### Task instructions
Repeat the lines below exactly as written, please, from the line with "(format x=628, y=106)" to the line with "(format x=450, y=189)", both lines included, and no others.

########################################

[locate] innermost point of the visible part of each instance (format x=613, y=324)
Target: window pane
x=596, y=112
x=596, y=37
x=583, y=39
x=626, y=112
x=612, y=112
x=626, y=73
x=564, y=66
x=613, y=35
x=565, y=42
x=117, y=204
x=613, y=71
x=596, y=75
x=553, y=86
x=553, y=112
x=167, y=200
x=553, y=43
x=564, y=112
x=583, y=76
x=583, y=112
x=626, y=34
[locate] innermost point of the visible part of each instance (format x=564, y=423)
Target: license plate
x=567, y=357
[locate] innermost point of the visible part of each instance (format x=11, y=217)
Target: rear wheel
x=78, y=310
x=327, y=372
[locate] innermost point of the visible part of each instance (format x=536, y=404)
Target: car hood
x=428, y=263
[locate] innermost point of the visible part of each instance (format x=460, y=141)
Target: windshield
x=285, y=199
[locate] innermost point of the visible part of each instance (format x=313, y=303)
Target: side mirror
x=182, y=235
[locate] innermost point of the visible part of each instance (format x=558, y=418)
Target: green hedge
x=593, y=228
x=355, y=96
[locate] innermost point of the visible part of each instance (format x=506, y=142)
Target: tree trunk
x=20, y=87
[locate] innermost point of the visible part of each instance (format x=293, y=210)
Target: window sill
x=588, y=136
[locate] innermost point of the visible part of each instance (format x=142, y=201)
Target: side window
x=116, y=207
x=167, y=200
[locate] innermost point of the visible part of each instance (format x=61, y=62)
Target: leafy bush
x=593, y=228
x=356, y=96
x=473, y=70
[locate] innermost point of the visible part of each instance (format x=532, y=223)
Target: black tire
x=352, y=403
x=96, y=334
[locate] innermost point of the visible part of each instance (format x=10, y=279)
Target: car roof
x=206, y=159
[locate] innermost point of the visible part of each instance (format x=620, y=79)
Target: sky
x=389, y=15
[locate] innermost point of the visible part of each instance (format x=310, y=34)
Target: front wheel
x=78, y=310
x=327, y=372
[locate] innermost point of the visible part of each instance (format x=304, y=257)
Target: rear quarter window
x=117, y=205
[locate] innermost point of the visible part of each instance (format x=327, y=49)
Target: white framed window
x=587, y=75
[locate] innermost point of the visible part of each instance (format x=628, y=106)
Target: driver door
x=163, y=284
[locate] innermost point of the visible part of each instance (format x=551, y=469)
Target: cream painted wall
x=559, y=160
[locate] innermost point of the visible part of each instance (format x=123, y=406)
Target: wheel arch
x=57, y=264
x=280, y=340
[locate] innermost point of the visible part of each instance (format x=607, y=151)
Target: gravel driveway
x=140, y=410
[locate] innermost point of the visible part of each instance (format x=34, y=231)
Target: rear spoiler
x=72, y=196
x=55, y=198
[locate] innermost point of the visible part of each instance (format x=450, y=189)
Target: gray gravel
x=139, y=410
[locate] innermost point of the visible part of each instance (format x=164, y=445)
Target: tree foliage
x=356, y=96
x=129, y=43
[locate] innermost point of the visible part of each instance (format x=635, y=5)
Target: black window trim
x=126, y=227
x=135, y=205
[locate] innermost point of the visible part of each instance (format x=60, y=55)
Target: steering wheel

########################################

### Result
[locate] innermost point of the visible part of each instance (format x=628, y=106)
Target: driver door
x=163, y=284
[locate] innermost point of the visible part of each instance (format x=551, y=469)
Target: cream painted wall
x=559, y=160
[locate] innermost point of the visible part of each instance (format x=123, y=406)
Target: wheel arch
x=57, y=264
x=280, y=340
[locate] innermost point of the visible part of each instance (format x=607, y=151)
Target: gravel driveway
x=140, y=410
[locate] innermost point of the visible part of each instance (format x=34, y=231)
Target: rear spoiler
x=72, y=196
x=55, y=198
[locate] innermost point of the visible part of each instance (format x=450, y=189)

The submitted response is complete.